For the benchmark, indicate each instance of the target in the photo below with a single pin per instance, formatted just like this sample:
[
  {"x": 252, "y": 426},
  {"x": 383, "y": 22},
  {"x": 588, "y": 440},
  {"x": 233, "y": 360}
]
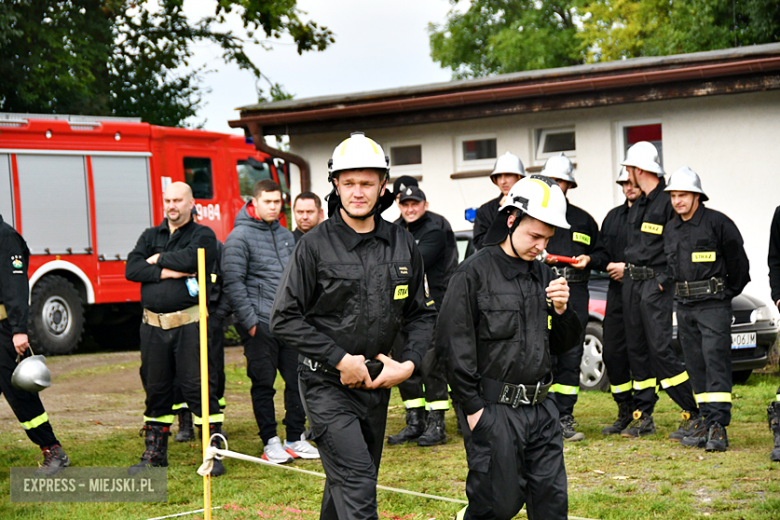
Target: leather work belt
[
  {"x": 314, "y": 366},
  {"x": 514, "y": 395},
  {"x": 639, "y": 272},
  {"x": 571, "y": 274},
  {"x": 712, "y": 286},
  {"x": 172, "y": 320}
]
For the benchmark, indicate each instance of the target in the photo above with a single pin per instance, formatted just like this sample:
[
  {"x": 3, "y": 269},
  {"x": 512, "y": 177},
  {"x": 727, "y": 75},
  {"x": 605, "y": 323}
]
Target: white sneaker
[
  {"x": 274, "y": 452},
  {"x": 301, "y": 449}
]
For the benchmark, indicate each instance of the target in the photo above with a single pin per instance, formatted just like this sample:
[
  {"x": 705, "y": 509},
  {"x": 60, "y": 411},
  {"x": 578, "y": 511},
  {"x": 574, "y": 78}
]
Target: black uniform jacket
[
  {"x": 496, "y": 322},
  {"x": 486, "y": 214},
  {"x": 343, "y": 292},
  {"x": 708, "y": 245},
  {"x": 581, "y": 239},
  {"x": 440, "y": 258},
  {"x": 647, "y": 220},
  {"x": 774, "y": 256},
  {"x": 612, "y": 238},
  {"x": 178, "y": 252},
  {"x": 14, "y": 287}
]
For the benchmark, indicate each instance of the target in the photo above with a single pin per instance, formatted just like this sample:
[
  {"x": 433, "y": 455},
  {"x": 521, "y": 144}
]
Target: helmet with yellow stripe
[{"x": 539, "y": 197}]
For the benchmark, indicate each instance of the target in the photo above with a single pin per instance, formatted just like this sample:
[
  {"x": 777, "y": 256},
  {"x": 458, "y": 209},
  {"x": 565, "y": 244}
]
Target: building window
[
  {"x": 552, "y": 141},
  {"x": 478, "y": 149},
  {"x": 197, "y": 173},
  {"x": 406, "y": 155}
]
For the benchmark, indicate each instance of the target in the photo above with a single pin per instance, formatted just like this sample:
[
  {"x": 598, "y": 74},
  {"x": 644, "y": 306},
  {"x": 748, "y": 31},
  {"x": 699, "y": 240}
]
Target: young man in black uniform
[
  {"x": 709, "y": 266},
  {"x": 507, "y": 171},
  {"x": 613, "y": 238},
  {"x": 503, "y": 317},
  {"x": 163, "y": 260},
  {"x": 426, "y": 392},
  {"x": 14, "y": 297},
  {"x": 773, "y": 411},
  {"x": 352, "y": 284},
  {"x": 580, "y": 241},
  {"x": 648, "y": 299}
]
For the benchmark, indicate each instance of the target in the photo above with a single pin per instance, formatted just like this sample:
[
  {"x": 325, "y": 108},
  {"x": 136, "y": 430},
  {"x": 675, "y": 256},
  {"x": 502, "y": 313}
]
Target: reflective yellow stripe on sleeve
[
  {"x": 565, "y": 389},
  {"x": 674, "y": 381},
  {"x": 165, "y": 419},
  {"x": 37, "y": 421},
  {"x": 647, "y": 383},
  {"x": 619, "y": 389}
]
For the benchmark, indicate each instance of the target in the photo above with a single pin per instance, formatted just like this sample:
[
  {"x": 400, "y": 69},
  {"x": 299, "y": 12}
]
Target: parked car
[{"x": 753, "y": 330}]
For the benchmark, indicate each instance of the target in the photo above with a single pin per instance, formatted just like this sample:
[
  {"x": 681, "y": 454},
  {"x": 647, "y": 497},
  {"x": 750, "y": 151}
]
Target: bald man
[{"x": 165, "y": 262}]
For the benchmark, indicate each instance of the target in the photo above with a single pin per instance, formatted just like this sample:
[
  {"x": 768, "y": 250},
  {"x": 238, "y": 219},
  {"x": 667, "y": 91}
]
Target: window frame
[{"x": 463, "y": 165}]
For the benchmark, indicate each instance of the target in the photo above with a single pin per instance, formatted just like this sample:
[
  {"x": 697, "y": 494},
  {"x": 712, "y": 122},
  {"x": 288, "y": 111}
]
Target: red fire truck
[{"x": 82, "y": 189}]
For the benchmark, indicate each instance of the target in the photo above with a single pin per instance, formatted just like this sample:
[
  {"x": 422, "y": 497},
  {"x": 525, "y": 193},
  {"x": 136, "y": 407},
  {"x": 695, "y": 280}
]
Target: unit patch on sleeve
[
  {"x": 655, "y": 229},
  {"x": 708, "y": 256},
  {"x": 581, "y": 238}
]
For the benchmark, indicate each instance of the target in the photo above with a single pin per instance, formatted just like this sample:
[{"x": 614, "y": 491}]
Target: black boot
[
  {"x": 156, "y": 453},
  {"x": 434, "y": 433},
  {"x": 415, "y": 425},
  {"x": 773, "y": 416},
  {"x": 186, "y": 431},
  {"x": 218, "y": 469},
  {"x": 624, "y": 419}
]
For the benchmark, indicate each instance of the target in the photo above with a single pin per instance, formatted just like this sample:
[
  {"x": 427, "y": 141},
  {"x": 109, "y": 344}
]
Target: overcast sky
[{"x": 378, "y": 45}]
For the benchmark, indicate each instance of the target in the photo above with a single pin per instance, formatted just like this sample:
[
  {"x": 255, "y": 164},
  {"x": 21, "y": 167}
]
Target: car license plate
[{"x": 743, "y": 340}]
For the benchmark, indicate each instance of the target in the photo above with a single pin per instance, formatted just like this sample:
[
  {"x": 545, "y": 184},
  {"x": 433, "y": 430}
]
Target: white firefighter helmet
[
  {"x": 560, "y": 167},
  {"x": 622, "y": 176},
  {"x": 644, "y": 155},
  {"x": 541, "y": 198},
  {"x": 358, "y": 152},
  {"x": 508, "y": 163},
  {"x": 32, "y": 375},
  {"x": 686, "y": 179}
]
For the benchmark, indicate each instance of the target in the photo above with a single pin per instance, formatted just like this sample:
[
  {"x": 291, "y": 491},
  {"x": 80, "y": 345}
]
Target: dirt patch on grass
[{"x": 95, "y": 390}]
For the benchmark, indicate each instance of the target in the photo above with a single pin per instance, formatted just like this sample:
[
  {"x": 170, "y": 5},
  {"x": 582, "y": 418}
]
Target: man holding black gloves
[
  {"x": 352, "y": 284},
  {"x": 503, "y": 318}
]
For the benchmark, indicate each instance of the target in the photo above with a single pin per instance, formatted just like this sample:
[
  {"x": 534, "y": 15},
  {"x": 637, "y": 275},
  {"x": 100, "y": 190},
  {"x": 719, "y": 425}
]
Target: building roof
[{"x": 742, "y": 69}]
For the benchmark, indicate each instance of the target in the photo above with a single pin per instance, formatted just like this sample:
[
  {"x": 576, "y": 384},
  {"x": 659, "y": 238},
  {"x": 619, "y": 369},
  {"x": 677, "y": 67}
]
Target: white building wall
[{"x": 733, "y": 142}]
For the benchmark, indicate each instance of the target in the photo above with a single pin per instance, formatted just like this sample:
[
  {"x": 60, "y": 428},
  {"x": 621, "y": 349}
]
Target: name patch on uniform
[
  {"x": 581, "y": 238},
  {"x": 708, "y": 256},
  {"x": 401, "y": 292},
  {"x": 655, "y": 229}
]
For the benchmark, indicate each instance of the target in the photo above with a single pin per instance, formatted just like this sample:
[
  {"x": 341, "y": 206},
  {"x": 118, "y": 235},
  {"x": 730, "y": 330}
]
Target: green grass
[{"x": 609, "y": 478}]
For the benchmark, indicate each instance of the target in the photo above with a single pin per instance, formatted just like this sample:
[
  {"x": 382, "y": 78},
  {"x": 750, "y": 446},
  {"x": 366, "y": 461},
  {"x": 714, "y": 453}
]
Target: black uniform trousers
[
  {"x": 348, "y": 426},
  {"x": 648, "y": 318},
  {"x": 515, "y": 457},
  {"x": 566, "y": 370},
  {"x": 171, "y": 359},
  {"x": 615, "y": 345},
  {"x": 704, "y": 331},
  {"x": 264, "y": 356},
  {"x": 26, "y": 406}
]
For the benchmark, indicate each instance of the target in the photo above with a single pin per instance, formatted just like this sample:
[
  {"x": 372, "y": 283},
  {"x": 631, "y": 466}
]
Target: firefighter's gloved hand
[{"x": 558, "y": 292}]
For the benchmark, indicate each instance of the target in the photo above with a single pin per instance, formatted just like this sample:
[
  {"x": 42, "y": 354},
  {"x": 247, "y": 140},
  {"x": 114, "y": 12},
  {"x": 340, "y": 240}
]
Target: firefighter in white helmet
[
  {"x": 507, "y": 171},
  {"x": 351, "y": 286},
  {"x": 503, "y": 318},
  {"x": 581, "y": 241},
  {"x": 648, "y": 299},
  {"x": 707, "y": 260},
  {"x": 14, "y": 342}
]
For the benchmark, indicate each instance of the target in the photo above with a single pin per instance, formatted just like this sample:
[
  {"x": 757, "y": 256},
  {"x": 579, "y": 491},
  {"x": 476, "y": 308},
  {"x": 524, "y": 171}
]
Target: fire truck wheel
[{"x": 56, "y": 316}]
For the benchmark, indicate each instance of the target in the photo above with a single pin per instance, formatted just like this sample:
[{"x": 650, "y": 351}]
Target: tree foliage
[
  {"x": 130, "y": 57},
  {"x": 499, "y": 36}
]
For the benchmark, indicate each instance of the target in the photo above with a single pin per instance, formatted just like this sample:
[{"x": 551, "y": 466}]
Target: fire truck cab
[{"x": 81, "y": 190}]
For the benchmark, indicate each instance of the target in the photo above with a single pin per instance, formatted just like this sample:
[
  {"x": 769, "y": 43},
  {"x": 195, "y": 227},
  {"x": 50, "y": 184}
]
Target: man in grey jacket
[{"x": 255, "y": 254}]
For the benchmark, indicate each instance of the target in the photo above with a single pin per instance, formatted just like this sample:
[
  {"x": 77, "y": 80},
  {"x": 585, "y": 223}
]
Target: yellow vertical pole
[{"x": 204, "y": 376}]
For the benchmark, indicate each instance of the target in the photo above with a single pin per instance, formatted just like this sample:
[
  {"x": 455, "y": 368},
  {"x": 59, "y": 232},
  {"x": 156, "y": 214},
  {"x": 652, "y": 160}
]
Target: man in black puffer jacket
[{"x": 256, "y": 252}]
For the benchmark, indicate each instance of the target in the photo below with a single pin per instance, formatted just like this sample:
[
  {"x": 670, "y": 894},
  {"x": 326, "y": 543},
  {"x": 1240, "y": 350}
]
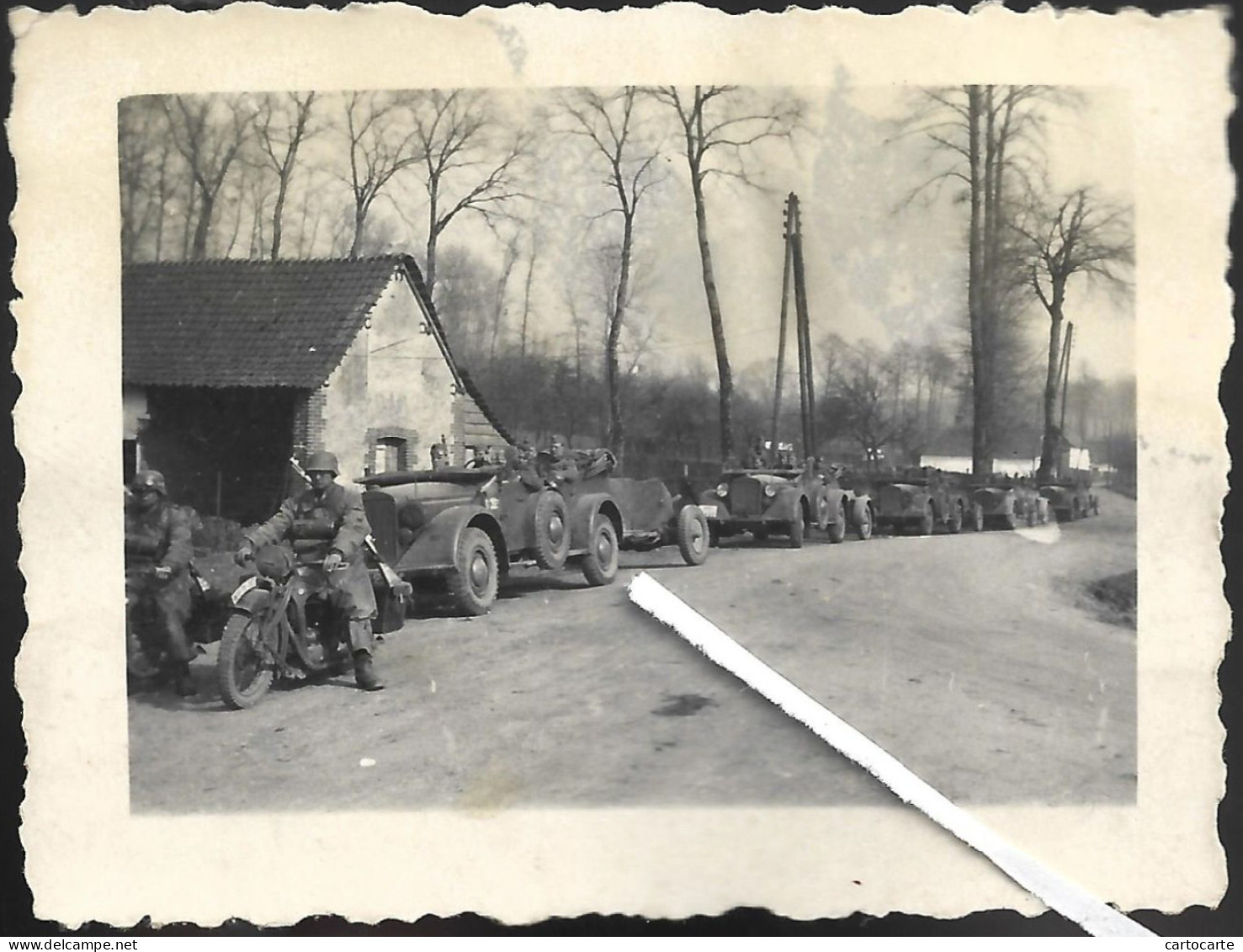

■ AIM OF THE TASK
Gather every line of the records above that contains the word "truck", and copy each one in full.

■ RESPONSE FOR THIS EXERCISE
Target: red fire truck
Target: fire truck wheel
Target: fire truck cab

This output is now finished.